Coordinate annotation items
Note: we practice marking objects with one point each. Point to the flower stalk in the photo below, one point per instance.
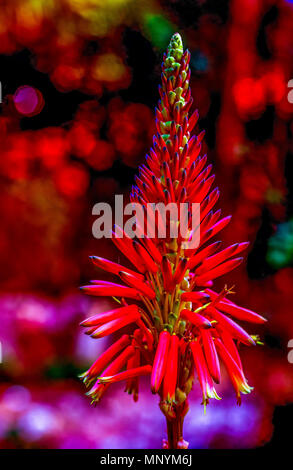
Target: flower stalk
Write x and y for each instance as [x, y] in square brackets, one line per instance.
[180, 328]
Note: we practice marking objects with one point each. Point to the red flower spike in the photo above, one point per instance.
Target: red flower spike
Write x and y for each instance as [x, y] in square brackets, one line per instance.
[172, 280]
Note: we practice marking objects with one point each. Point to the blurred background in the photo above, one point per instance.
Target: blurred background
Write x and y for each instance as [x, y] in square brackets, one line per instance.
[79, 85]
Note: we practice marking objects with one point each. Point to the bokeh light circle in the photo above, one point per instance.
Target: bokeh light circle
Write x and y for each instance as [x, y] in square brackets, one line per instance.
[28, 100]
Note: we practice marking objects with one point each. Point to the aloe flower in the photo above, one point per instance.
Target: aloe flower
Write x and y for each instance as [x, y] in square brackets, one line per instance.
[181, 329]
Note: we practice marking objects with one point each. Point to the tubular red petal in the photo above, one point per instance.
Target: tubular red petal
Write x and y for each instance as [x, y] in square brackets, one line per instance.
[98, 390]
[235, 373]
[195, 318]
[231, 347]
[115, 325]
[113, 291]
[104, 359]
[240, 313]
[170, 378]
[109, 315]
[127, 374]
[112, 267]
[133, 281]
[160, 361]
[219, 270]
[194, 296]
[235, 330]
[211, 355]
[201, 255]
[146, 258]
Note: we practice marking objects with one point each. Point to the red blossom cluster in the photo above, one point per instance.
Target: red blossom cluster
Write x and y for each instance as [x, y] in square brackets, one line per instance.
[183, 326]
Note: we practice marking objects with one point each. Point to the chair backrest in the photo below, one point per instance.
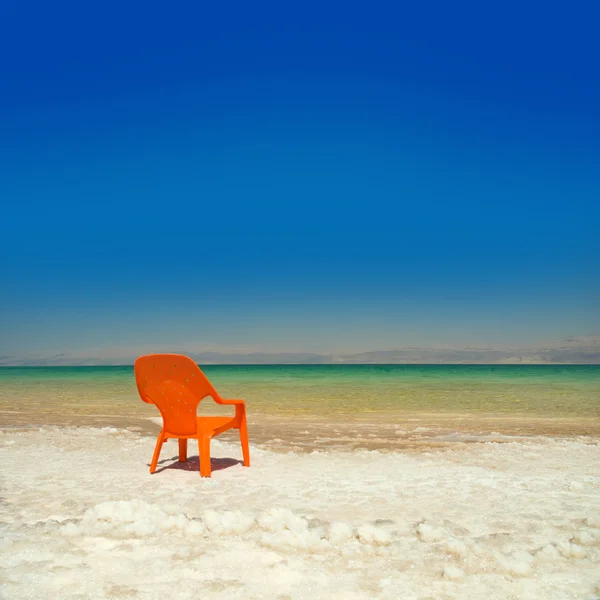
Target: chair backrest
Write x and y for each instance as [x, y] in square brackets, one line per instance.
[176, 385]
* * *
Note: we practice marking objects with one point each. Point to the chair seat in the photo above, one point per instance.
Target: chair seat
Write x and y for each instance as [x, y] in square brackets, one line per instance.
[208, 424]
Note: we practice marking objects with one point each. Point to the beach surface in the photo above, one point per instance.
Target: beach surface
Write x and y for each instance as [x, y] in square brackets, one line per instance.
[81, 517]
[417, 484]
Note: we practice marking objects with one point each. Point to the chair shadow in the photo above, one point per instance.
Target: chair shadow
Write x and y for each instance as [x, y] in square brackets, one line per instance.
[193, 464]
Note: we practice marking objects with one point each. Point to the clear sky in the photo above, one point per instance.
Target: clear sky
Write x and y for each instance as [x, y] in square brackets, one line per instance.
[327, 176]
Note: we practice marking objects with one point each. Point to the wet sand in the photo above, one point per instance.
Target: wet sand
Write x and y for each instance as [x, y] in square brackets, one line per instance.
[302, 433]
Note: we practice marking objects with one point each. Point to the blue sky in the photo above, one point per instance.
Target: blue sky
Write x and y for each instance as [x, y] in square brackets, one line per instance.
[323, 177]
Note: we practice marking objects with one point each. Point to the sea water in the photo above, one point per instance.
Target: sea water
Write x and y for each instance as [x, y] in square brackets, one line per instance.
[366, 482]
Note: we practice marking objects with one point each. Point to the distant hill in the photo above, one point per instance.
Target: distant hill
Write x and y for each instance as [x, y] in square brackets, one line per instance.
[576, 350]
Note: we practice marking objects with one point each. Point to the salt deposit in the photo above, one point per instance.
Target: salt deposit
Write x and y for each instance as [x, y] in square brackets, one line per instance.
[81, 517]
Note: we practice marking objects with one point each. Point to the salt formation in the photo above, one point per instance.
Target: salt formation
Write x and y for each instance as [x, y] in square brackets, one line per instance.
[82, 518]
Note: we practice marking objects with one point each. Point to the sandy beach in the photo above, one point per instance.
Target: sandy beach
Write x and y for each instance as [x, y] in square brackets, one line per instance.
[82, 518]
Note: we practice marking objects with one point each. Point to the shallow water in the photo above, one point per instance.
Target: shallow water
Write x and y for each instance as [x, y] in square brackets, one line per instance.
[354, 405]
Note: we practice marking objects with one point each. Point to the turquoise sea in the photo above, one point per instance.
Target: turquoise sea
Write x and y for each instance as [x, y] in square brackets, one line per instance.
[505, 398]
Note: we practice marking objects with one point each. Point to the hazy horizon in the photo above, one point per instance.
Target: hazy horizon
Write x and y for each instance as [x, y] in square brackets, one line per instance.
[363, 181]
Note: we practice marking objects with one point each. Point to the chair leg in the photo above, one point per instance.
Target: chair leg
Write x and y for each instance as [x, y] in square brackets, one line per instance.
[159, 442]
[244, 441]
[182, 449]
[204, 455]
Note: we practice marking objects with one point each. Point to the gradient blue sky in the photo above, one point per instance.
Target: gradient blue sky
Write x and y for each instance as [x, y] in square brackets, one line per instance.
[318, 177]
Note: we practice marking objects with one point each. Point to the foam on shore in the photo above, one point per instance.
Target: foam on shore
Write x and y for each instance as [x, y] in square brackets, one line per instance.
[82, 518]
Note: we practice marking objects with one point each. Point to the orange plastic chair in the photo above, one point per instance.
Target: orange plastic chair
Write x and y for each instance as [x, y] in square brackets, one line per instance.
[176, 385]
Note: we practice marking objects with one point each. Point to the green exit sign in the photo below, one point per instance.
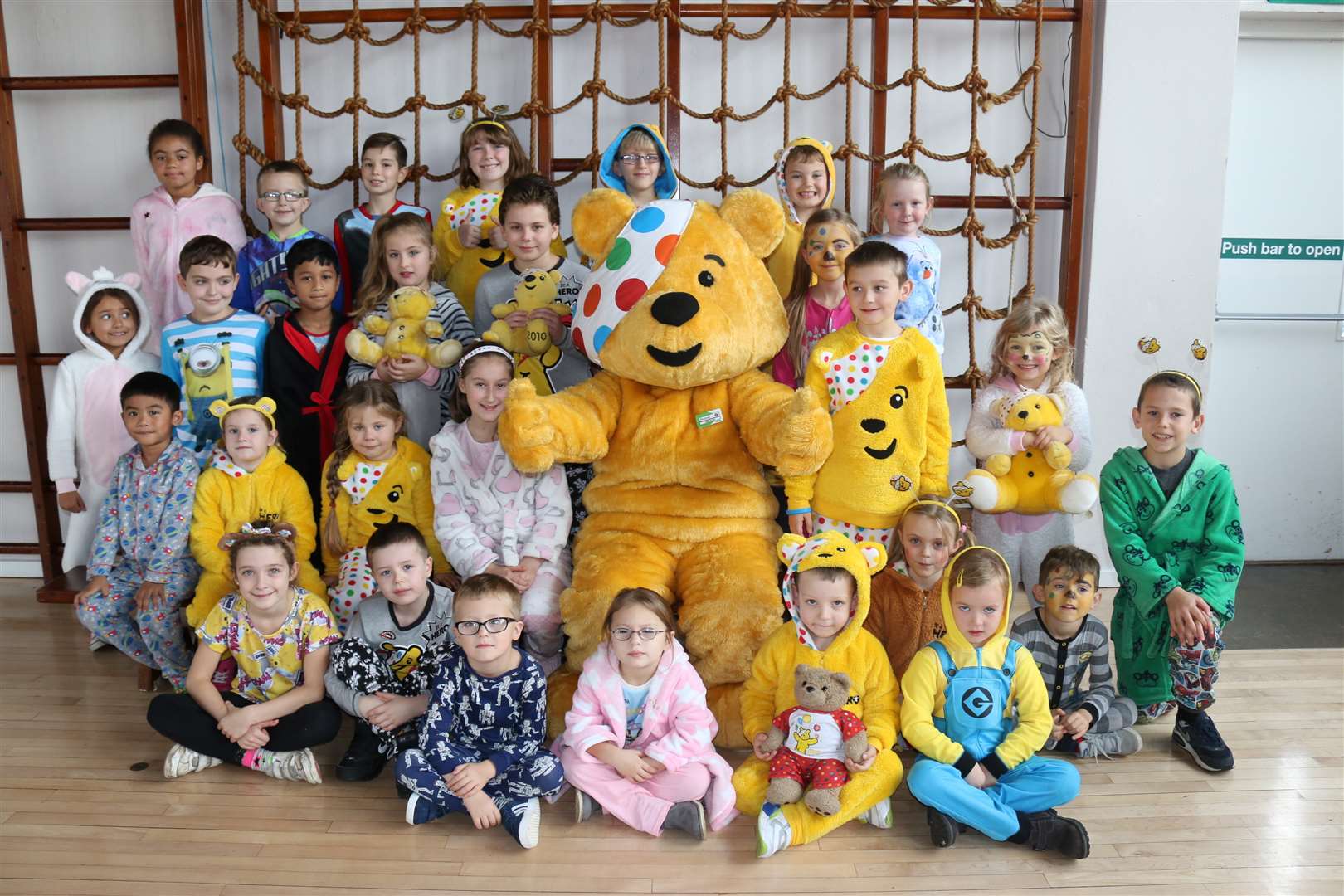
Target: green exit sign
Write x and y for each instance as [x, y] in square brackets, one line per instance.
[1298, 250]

- **Stated exercise**: Gather every line of the items above that contains the string "shore" and copy each one out. Treat case as significant.

- **Result for this task**:
Note: we practice marking objects with one point each. Point to the foam on shore in the photo above, one point per instance.
Target: foam on shore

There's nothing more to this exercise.